> [TASK DETAILS]: Every line of the listing must be reproduced as it stands. Leave the images behind.

Start of RECORDED DATA

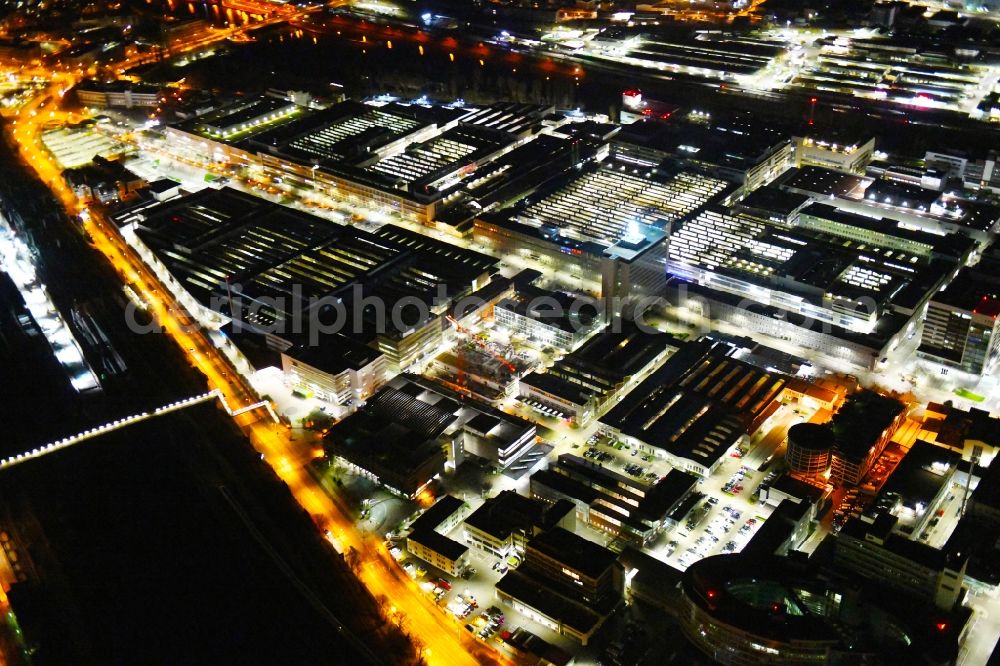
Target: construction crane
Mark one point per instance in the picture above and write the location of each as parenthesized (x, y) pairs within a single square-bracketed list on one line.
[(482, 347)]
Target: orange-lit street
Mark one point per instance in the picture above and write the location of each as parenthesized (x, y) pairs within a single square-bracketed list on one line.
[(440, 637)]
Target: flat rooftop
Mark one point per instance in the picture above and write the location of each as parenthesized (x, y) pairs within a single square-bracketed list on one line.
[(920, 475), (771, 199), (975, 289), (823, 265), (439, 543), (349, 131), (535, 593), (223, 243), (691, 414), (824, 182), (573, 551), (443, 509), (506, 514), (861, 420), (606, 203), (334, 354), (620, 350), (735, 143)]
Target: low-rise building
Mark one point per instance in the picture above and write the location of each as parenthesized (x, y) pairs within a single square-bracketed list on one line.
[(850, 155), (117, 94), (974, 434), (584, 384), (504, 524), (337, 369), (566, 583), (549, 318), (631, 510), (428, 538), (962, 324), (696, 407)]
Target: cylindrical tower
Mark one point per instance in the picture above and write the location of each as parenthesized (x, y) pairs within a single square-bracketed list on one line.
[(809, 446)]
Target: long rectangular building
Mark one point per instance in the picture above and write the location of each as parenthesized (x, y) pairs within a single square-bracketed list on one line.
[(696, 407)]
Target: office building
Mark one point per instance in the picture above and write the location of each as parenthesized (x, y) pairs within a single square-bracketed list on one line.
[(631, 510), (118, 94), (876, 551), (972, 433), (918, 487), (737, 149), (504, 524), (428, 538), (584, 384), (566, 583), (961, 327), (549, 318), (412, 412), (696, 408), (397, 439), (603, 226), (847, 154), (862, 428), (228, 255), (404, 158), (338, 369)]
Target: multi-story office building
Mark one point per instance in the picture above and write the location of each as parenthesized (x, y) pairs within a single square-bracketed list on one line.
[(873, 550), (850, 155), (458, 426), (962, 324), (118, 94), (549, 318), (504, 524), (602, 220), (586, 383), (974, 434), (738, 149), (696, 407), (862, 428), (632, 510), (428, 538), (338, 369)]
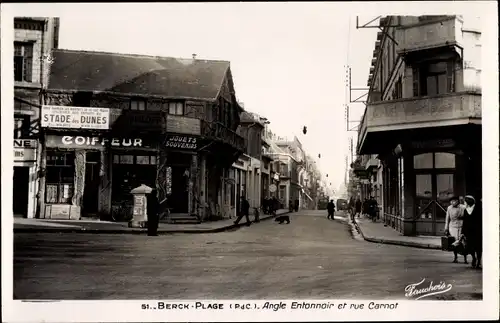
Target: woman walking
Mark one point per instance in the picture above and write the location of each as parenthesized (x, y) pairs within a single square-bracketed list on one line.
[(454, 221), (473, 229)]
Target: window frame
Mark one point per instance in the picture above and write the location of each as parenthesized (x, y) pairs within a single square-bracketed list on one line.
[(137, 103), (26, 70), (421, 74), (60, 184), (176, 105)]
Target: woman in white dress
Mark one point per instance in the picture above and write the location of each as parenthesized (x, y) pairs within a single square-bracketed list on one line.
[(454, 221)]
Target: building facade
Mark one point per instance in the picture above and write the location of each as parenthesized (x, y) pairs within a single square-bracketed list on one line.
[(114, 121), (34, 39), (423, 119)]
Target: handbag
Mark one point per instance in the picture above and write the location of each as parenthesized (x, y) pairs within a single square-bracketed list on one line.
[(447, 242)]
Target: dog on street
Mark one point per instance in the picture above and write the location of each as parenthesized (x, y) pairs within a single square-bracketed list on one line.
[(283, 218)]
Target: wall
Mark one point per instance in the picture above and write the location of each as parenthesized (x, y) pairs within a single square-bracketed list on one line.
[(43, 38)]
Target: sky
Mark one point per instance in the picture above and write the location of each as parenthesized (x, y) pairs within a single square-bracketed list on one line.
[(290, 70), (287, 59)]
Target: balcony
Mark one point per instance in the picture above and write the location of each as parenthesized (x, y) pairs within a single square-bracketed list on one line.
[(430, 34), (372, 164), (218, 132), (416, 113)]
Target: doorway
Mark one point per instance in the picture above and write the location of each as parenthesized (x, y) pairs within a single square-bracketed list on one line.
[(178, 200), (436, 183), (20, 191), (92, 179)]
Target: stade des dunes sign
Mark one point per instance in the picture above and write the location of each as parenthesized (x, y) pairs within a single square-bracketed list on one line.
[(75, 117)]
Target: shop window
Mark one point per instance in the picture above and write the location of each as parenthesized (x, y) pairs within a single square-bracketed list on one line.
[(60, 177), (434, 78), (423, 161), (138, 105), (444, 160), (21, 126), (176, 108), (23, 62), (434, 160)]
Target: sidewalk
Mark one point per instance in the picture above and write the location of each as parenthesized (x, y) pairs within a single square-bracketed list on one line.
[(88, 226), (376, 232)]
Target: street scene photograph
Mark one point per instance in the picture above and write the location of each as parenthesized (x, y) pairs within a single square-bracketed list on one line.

End of RECORDED DATA

> [EXERCISE RESPONSE]:
Target: construction crane
Mark one point per instance in the picture above and write the location of each as parenthesized (x, y) pairs within a single square-bracketed list on one line.
[(482, 347)]
Target: orange-lit street
Mark one point per instance in the picture above and write the location of each as parenthesized (x, y) pairs within a single square-bracketed list on one line.
[(440, 637)]
Target: flat rooftop
Mark one point per instance in the picture above and write the location of each as parenthesized (x, y) pairs within a single square-bracketed list on one line.
[(920, 475), (771, 199), (975, 289), (823, 265), (439, 543), (349, 131), (535, 593), (223, 243), (691, 414), (824, 182), (573, 551), (443, 509), (506, 514), (861, 420), (606, 203), (334, 354), (620, 350), (735, 143)]
Target: low-rise building
Mark one point per instance in the picture above and write the location of each as parenthesized (x, y) pairs within a single square-bracketed list on one line.
[(850, 155), (117, 94), (974, 434), (584, 384), (504, 524), (337, 369), (566, 583), (549, 318), (631, 510), (428, 538), (962, 324), (696, 407)]
Target: cylindrical tower
Mark one point per instance in the picture above and write the location of each as parenthesized (x, y) pairs within a single square-bracketed list on one line.
[(809, 446)]
Target: long rectangular building
Mark one point per instance in the picture above and write the location of each as parenthesized (x, y) pairs within a single square-bracketed list on one line.
[(696, 407)]
Target: office building
Mark one point per instance in the picture above and write the location of each as parenthesized (x, y) pairs within a single square-bracketed list on one line.
[(631, 510), (118, 94), (876, 551), (972, 433), (918, 487), (737, 149), (504, 524), (428, 538), (584, 384), (566, 583), (961, 327), (549, 318), (412, 412), (696, 408), (397, 439), (603, 226), (847, 154), (862, 428), (228, 255), (404, 158), (338, 369)]
Target: multi-story office building
Mark one point per instance in the picture above and write the location of each as parenthesized (x, y) pairs within a single square-bracketed list on one line.
[(873, 550), (850, 155), (458, 426), (962, 324), (118, 94), (549, 318), (504, 524), (602, 220), (586, 383), (974, 434), (738, 149), (696, 407), (862, 428), (632, 510), (428, 538), (338, 369)]
Target: woman walking
Mark one point per instance in the picture above and write the location of each as parenthesized (x, y) pairs within a single square-bracketed list on one line.
[(454, 221), (473, 229)]
Target: window frame
Mark one point per instance in the picture above and write the location of each as parenthesized (x, y) pairs within a single square-bracketed list on one line.
[(137, 103), (26, 70), (421, 74), (60, 184), (176, 105)]
Target: woman in white dress
Mark one point per instance in the picture above and write the location of each as parenthesized (x, y) pairs within a single square-bracketed list on one line.
[(454, 221)]
Target: building facade
Mark one point per instance in the picture above and write the location of each as parenthesized (x, y) pairs within a single square-bracketed list on one line.
[(114, 121), (34, 39), (423, 119)]
Target: handbag
Mark one point per instance in the picture above and write the location of each as parenthesized (x, y) pairs within a single square-bracketed list on one line.
[(447, 242)]
Target: dog on street
Mark one point per instance in the picture above and write the location of each as parenthesized (x, y) pairs within a single square-bracketed list on one line.
[(283, 218)]
Target: wall
Mark one point per instance in the picture above and write the location of each as parenthesized (x, y) pairs within a single square-bracketed list on one line.
[(43, 38)]
Target: sky
Mark one point per instance in the picture above and write the location of each as parenthesized (x, y) pairs within a single square-bracketed list on one line.
[(290, 70), (287, 59)]
Target: balcony
Mark one point per instance in the picture above and write the location of each as parenthesized (x, y) pairs within a single square-bracketed list on one line.
[(430, 34), (372, 164), (218, 132), (416, 113)]
Target: doorway
Mark one point per instance in the picture above and write the location of each as parenthesized (x, y) pairs within a single square-bracketed list on one line.
[(178, 200), (436, 183), (20, 191), (92, 179)]
Target: stade des dunes sign
Mark one point per instance in the picture above and write the location of each as parenthesized (x, y) pairs within a single square-bracketed list on one line.
[(75, 117)]
Target: shop window
Mark one point per instance in the picture above and write the location of each as parenthesized (x, y) pairs within a single square-bracketed list on one line.
[(60, 177), (434, 78), (423, 161), (138, 105), (444, 160), (21, 126), (176, 108), (23, 62), (434, 160)]
Target: sidewalk
Mark one point per instance in the picture above and write the location of each as parenthesized (x, y) pairs within a single square-bracketed list on one line.
[(88, 226), (376, 232)]
Target: street scene photograph
Mark one point per instance in the picture above and write the location of each as parenthesized (x, y) pairs within a single square-bracketed list on one line.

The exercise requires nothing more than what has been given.